* [TASK] All of the data below should be output exactly as given.

# # # # #

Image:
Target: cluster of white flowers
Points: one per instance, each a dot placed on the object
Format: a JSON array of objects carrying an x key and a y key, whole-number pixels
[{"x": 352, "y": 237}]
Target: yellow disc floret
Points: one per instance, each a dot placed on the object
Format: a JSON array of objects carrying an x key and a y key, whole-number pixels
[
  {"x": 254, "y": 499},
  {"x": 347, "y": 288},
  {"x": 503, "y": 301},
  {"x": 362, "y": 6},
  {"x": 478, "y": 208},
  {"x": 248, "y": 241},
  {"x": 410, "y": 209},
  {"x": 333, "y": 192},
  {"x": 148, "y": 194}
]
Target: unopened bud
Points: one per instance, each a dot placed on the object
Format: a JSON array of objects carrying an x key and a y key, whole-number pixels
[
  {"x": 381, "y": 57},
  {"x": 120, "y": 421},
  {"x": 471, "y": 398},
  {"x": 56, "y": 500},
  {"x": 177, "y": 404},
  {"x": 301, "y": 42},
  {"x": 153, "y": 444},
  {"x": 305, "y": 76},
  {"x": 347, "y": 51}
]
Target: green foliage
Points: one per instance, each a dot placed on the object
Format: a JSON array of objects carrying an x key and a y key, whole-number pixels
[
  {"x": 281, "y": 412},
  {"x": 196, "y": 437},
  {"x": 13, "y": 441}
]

# # # # #

* [OUTPUT OF THE EXERCISE]
Image:
Target: cluster of white flowers
Points: one per instance, each a dot placed on the object
Format: a JSON array of objects carrying an x key and a y key, whole-number pixels
[{"x": 352, "y": 237}]
Target: yellow disc floret
Points: one per instance, each a dot placed on the object
Format: a JSON array of objects carrying an x key and a y key, whole-number pixels
[
  {"x": 254, "y": 499},
  {"x": 347, "y": 288},
  {"x": 503, "y": 301},
  {"x": 362, "y": 6},
  {"x": 478, "y": 208},
  {"x": 248, "y": 241},
  {"x": 410, "y": 209},
  {"x": 333, "y": 192},
  {"x": 148, "y": 194}
]
Target: unopened bud
Points: one per instance, each a dot placed on the object
Format: a JSON array of objects carrying an x key and a y key, whole-number pixels
[
  {"x": 381, "y": 57},
  {"x": 120, "y": 421},
  {"x": 471, "y": 398},
  {"x": 56, "y": 500},
  {"x": 177, "y": 404},
  {"x": 301, "y": 42},
  {"x": 153, "y": 444},
  {"x": 305, "y": 76},
  {"x": 347, "y": 51}
]
Target: green foliage
Points: one per instance, each a dot placed on the object
Format: a JSON array of objects carrying an x key and a y key, whole-number pixels
[
  {"x": 281, "y": 412},
  {"x": 196, "y": 437},
  {"x": 13, "y": 441}
]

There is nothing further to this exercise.